* **Task description**
Lines in which "mountain" appears should be pulled from the data below.

* **Records for processing**
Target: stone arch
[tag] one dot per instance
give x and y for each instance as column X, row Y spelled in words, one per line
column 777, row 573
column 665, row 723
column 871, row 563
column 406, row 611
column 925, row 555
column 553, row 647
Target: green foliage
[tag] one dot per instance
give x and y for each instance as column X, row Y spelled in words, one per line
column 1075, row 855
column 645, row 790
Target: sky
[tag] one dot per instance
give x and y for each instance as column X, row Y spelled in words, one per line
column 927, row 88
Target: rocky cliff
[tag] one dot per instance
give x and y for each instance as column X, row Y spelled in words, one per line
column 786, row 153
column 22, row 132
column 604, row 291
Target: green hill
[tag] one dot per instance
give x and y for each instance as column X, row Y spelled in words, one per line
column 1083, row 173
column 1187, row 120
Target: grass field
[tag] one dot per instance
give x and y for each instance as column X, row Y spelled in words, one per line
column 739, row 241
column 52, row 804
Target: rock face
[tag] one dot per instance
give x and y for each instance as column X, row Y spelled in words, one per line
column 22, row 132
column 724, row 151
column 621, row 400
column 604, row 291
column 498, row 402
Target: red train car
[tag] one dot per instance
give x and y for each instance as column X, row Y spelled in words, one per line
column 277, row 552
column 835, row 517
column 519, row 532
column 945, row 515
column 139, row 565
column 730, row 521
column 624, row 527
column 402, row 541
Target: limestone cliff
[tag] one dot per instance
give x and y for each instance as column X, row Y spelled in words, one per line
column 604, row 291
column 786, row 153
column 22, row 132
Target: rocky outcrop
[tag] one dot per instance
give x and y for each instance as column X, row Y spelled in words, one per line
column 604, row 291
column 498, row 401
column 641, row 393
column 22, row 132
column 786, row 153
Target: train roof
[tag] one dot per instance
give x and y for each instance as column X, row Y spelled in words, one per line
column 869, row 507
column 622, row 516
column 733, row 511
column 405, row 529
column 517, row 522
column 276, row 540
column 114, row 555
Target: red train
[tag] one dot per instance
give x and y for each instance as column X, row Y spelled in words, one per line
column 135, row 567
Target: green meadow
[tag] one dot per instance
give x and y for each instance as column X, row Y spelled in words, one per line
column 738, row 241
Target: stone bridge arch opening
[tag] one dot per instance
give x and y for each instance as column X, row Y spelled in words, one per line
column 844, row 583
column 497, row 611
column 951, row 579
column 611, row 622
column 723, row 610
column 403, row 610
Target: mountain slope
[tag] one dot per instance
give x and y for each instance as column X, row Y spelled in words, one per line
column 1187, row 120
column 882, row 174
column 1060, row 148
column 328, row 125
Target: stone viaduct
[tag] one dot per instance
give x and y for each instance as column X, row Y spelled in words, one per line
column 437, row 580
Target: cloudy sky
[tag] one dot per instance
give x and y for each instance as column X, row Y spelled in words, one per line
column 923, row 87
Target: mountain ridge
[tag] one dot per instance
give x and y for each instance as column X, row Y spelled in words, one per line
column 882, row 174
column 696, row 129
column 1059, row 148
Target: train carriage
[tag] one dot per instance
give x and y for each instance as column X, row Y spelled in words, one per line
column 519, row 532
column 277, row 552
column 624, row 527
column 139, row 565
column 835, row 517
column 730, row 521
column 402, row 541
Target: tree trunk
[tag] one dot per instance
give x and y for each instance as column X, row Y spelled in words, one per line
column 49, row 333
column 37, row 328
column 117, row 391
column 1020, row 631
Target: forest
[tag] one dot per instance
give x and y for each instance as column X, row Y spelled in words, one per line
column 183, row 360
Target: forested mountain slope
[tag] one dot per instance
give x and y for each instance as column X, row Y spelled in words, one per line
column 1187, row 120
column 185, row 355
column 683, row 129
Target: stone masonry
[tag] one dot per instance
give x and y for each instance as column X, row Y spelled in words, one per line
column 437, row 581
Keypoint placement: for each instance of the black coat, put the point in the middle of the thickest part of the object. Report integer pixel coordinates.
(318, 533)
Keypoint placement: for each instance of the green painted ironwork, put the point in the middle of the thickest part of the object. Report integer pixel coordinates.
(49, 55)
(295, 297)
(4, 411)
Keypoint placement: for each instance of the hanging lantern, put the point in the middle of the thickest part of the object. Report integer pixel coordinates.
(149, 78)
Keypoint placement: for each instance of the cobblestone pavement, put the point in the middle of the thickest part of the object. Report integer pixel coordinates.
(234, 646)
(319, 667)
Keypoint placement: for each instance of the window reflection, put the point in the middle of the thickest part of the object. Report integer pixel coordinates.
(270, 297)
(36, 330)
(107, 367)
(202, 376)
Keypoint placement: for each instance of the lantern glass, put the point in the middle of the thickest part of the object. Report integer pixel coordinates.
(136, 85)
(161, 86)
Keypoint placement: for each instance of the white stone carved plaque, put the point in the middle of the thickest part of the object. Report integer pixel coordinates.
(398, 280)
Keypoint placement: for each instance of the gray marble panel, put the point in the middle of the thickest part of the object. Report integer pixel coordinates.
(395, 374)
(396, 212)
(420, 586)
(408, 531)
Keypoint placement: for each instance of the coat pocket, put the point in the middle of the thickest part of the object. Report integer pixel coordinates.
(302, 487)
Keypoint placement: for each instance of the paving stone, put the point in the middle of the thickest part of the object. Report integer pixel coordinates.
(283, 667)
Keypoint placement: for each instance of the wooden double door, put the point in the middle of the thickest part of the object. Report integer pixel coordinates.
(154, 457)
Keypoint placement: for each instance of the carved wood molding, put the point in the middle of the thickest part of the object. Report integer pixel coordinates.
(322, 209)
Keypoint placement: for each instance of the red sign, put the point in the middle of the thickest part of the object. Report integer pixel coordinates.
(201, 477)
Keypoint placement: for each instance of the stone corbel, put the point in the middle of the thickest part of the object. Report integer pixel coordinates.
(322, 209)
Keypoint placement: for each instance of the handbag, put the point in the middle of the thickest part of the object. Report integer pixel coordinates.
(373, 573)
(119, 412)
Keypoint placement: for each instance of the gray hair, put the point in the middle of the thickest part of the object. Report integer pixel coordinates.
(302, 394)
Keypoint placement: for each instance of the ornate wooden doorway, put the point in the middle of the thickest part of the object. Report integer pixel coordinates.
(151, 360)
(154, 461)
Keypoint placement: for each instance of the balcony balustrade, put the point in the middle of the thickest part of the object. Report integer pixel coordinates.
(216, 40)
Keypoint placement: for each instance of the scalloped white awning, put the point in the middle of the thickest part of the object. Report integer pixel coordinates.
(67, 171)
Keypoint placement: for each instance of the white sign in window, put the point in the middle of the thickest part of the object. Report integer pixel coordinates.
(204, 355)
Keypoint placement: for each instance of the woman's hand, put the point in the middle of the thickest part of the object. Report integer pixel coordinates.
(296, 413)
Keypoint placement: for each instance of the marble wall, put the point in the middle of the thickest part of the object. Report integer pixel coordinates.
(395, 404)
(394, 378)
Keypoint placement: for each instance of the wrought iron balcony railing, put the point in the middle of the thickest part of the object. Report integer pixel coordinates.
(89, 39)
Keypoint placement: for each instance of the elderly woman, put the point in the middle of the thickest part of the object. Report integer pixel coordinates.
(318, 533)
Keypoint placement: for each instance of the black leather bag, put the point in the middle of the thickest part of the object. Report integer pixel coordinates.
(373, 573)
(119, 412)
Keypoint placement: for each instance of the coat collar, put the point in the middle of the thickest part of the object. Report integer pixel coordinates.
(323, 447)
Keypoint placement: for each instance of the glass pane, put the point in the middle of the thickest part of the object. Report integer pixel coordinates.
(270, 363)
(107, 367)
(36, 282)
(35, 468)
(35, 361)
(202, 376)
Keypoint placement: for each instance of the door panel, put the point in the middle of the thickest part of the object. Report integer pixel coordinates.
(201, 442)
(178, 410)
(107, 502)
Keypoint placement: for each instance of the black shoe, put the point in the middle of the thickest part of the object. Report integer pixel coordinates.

* **Response area**
Target: mountain slope
Target: mountain ridge
Target: forested mountain slope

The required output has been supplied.